# [The task]
Could you format every line of the records below as a numbered list, leaving out any blank lines?

(Records from a dataset)

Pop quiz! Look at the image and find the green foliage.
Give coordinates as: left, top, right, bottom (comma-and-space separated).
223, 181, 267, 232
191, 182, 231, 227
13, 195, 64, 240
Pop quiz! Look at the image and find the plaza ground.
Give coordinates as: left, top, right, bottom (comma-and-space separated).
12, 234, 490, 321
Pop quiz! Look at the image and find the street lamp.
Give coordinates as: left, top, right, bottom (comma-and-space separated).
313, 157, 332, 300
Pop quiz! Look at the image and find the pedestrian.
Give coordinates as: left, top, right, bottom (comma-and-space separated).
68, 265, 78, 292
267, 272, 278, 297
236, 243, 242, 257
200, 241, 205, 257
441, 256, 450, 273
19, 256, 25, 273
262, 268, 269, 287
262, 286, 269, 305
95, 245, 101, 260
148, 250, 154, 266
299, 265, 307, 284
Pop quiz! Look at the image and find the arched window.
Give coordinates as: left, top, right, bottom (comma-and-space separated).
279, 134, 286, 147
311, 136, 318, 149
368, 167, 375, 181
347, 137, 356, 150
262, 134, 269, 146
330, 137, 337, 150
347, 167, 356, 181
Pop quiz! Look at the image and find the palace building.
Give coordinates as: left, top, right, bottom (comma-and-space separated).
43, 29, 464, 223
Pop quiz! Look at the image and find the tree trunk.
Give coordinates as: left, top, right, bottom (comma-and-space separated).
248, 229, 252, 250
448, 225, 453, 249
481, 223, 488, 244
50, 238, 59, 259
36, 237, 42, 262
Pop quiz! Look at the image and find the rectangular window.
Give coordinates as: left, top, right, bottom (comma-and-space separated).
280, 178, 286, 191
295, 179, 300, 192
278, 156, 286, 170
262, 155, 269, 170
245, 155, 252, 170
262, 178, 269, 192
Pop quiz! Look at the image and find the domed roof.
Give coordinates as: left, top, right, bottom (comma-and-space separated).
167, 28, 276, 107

# [Expected answer]
1. Pop quiz! Look at the image and find the green foliage.
2. Give coordinates as: left, top, right, bottom (comma-and-space separated).
3. 223, 181, 267, 232
4. 191, 182, 231, 227
5. 13, 195, 64, 240
6. Pop quiz! Look at the image and find the plaza ground.
7. Give coordinates as: left, top, right, bottom (comma-and-space separated).
8. 12, 234, 490, 321
9. Pop quiz! Look at the image and find the street lamp.
10. Give coordinates as: left, top, right, bottom (comma-and-space separated).
11. 313, 157, 332, 300
12. Pop quiz! Look at the image and find the pedestrian.
13. Give coordinates as: left, top, right, bottom (comma-and-space separated).
14. 68, 265, 78, 292
15. 267, 272, 278, 297
16. 236, 243, 242, 257
17. 200, 241, 205, 257
18. 441, 256, 450, 273
19. 19, 256, 25, 273
20. 262, 268, 269, 287
21. 262, 286, 269, 305
22. 95, 245, 101, 260
23. 148, 250, 154, 266
24. 299, 265, 307, 284
25. Pop quiz! Look at the image and find the arched window.
26. Give coordinates as: left, top, right, bottom (comma-and-space separated).
27. 279, 134, 286, 147
28. 311, 136, 318, 149
29. 368, 167, 375, 181
30. 347, 137, 356, 150
31. 262, 134, 269, 146
32. 330, 137, 337, 150
33. 347, 167, 356, 181
34. Pop quiz! Look at the image and find the palace building.
35. Give coordinates as: left, top, right, bottom (comma-and-space separated).
36. 43, 29, 464, 223
37. Pop quiz! Look at the image and find the tree trunk.
38. Give coordinates as: left, top, right, bottom (comma-and-space separated).
39. 248, 229, 252, 250
40. 448, 225, 453, 249
41. 481, 223, 488, 244
42. 50, 238, 59, 259
43. 36, 237, 42, 262
44. Pop quiz! Look at the image and find the rectangular window.
45. Give coordinates as: left, top, right, bottom (comma-and-space separated).
46. 280, 178, 286, 191
47. 295, 179, 300, 192
48. 278, 156, 286, 170
49. 262, 155, 269, 170
50. 245, 155, 252, 170
51. 262, 178, 269, 192
52. Pop quiz! Look at the image and find the domed roof.
53. Give coordinates as: left, top, right, bottom (comma-and-space separated).
54. 167, 28, 276, 107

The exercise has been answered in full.